> **EXERCISE AIM**:
Count the lines in the records below that contain the word "strawberry", and reply with only that number.

Region pointing data:
◇ ◇ ◇ ◇ ◇ ◇ ◇

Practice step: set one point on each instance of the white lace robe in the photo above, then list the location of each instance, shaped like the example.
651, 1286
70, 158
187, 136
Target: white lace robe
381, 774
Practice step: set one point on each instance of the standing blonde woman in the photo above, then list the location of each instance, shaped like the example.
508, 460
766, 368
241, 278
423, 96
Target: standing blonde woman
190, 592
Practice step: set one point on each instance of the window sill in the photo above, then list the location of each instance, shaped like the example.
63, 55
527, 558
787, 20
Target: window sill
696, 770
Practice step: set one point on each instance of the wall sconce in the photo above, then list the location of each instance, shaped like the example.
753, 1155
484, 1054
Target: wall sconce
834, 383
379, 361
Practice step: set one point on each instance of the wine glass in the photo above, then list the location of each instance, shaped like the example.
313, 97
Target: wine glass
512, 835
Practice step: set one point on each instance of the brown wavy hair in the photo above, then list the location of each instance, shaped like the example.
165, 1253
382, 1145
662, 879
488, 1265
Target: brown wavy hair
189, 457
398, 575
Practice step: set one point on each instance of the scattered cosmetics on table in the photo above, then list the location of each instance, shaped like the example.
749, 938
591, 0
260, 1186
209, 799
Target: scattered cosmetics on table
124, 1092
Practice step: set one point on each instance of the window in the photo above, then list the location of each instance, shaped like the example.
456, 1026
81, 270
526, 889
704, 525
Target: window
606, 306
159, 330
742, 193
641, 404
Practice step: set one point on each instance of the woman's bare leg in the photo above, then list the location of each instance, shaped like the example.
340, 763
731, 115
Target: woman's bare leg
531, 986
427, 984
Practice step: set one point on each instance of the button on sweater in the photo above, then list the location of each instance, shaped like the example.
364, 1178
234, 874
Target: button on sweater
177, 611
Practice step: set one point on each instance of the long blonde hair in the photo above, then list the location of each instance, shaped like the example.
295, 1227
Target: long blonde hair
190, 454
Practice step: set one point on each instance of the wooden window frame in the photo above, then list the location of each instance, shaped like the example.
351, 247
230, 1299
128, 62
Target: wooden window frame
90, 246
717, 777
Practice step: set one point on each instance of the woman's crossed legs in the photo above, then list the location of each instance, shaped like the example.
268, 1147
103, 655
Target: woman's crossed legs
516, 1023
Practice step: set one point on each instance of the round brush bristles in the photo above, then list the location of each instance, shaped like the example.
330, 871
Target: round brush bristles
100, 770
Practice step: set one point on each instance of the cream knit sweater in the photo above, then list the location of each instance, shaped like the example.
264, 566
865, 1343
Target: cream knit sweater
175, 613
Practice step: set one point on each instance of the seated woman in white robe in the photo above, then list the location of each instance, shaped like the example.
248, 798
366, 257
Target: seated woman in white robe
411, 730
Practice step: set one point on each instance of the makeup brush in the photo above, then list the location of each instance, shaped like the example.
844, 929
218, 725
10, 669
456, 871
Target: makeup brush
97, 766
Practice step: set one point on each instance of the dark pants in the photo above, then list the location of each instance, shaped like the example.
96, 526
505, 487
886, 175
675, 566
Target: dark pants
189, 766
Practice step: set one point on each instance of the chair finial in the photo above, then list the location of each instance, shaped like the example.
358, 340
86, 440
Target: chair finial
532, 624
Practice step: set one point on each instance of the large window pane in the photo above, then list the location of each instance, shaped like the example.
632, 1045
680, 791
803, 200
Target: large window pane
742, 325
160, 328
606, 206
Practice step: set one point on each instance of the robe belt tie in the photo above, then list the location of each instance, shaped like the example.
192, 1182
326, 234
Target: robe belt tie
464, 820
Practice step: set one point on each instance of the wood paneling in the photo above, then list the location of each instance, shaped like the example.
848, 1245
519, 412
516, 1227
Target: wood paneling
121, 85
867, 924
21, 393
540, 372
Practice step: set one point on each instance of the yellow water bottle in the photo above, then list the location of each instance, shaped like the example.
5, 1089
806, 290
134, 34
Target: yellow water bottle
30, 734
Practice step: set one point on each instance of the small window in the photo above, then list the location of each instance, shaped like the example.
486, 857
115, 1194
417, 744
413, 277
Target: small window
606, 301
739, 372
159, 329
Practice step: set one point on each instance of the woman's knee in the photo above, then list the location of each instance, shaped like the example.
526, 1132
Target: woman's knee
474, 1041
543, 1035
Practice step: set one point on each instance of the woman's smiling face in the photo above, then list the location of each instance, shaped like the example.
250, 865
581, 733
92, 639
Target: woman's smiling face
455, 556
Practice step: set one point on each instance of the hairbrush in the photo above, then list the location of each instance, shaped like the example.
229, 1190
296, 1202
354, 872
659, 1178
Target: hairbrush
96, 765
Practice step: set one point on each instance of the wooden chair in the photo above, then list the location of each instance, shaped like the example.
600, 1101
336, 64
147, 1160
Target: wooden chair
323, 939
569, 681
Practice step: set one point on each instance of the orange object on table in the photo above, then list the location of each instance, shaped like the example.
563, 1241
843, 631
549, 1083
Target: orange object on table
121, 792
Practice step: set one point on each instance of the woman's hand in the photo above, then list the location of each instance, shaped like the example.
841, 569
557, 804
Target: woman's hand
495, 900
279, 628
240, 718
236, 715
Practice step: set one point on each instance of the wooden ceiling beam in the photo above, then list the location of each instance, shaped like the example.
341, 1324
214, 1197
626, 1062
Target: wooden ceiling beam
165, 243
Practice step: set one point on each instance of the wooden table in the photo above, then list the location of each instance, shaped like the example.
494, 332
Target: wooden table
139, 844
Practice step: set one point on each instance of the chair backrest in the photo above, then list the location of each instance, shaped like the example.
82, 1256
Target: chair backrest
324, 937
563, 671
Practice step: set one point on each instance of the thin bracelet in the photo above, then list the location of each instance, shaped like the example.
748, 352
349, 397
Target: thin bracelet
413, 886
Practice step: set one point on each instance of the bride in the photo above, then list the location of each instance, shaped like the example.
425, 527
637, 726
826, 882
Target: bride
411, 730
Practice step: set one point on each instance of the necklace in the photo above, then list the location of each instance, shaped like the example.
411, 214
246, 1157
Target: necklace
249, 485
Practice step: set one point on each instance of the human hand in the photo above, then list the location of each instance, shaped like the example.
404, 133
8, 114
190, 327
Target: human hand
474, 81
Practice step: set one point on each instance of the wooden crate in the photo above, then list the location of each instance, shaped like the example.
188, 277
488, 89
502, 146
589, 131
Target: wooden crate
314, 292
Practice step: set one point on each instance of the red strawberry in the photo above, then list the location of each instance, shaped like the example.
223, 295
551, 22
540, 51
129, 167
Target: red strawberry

◇ ◇ ◇ ◇ ◇ ◇ ◇

> **TASK RESULT**:
2